Fragmento del texto
Edgar, un michoacano de 10 años, se detiene en la puerta y mira a su alrededor con sus ojazos marrones, llenos de pánico. Lleva consigo una revista de historietas que le dio un empleado consular y trata de contener las lágrimas. Quiere saber dónde está su madre.

No la ve desde que lo dejó el día previo en la casa de una coyote en Tijuana. Durante la noche practicó cómo dar un nombre falso y responder a otras preguntas en inglés.

Se pusieron en la cola del puesto fronterizo a las 8.00 de la mañana. La coyote le dijo a los empleados de inmigración estadounidenses que era su madre y lo llevaba a la escuela de San Ysidro. Mostró una visa verdadera, con la foto de Edgar.

Edgar dio bien su nombre falso, Manuel Flores. Pero cuando le preguntaron el nombre de su maestra y el de su abuela, no supo qué decir. Los hicieron a un costado y los detuvieron.

María Guadalupe Ríos, coordinadora del servicio de protección del menor de Baja California, dice que los padres no se animan a regresar a México a visitar a sus hijos y que en cambio los hacen ir a vivir con ellos a Estados Unidos, sin papeles.

Datos de señalamiento sobre imágenes:
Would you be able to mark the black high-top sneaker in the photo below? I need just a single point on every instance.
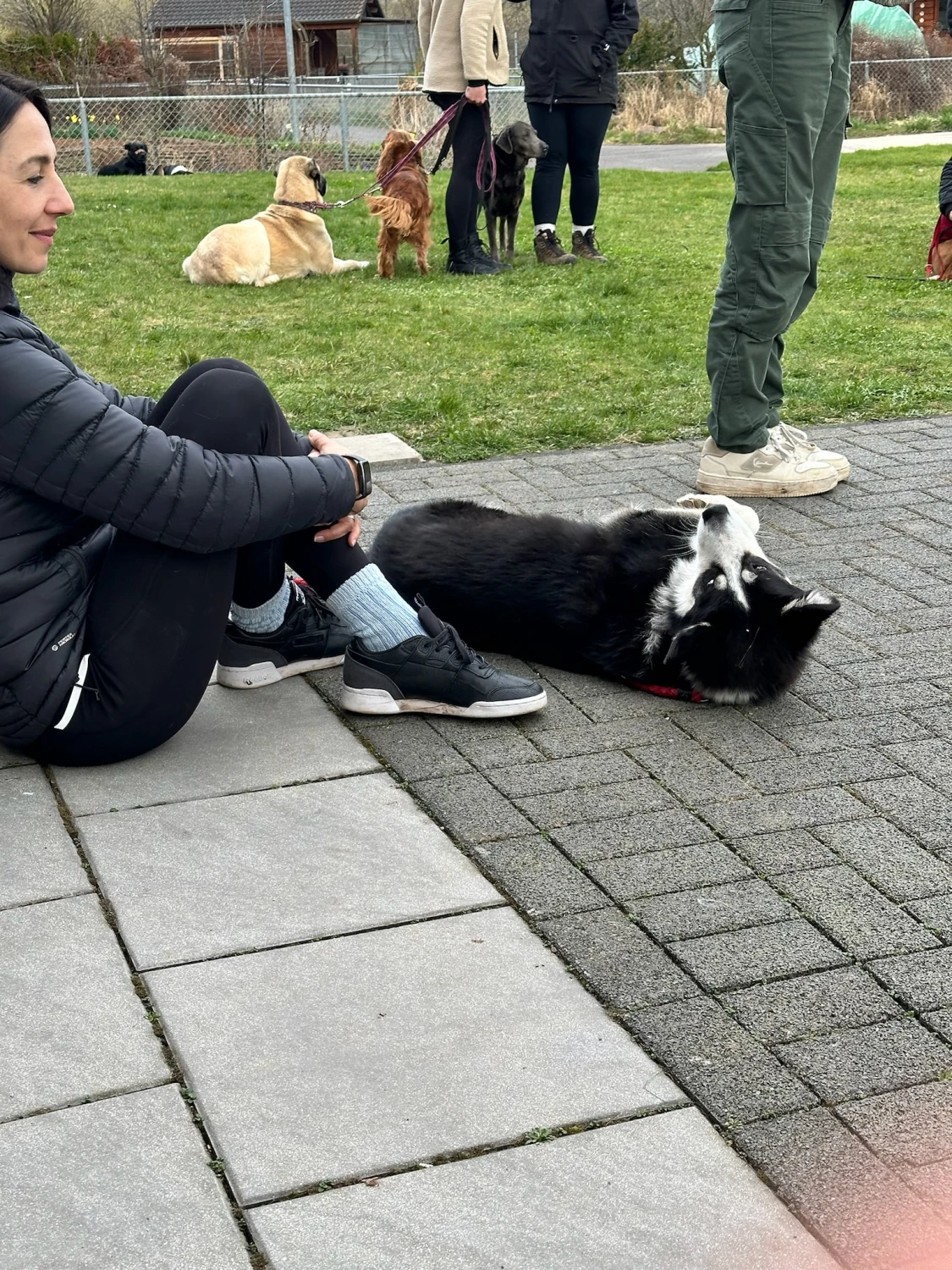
(477, 248)
(550, 251)
(309, 639)
(586, 246)
(433, 673)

Tareas a realizar
- 1) Imprima del texto sobre Edgar el pasaje que empieza en las palabras "No la ve desde" y termina después de "preguntas en inglés.".
- 2) En el texto sobre Edgar, reescriba de forma más breve el párrafo que comienza con "Se pusieron en la cola" y conserve sus datos principales.
- 3) Continúe el texto sobre Edgar a partir de su última oración.

Respuestas por número
- 1)
No la ve desde que lo dejó el día previo en la casa de una coyote en Tijuana. Durante la noche practicó cómo dar un nombre falso y responder a otras preguntas en inglés.

- 2) A las 8.00 de la mañana hicieron fila en el puesto fronterizo. La coyote dijo a inmigración de Estados Unidos que era la madre de Edgar y que lo llevaba a la escuela de San Ysidro. Presentó una visa verdadera con la foto del niño.

- 3)
Si un menor es devuelto a México varias veces, el servicio de protección del menor se hace cargo de él temporalmente y habla con su familia.

"Es una experiencia humillante", dice Ríos. "Hay un parte noble por parte de las familias, lo que quieren es unirse. Pero los están exponiendo a una situación de peligro".

Edgar cuenta que sus hermanas menores lograron cruzar y están con su padre en California. Su madre espera que él cruce para irse ella también. Pero tiene miedo de volver a intentarlo.

"Quiero irme con mi mamá" a Michoacán, afirma.

Detrás suyo, se cierra la puerta una vez más, poniendo fin a un capítulo en las vidas de un grupo de deportados, mientras se espera el siguiente.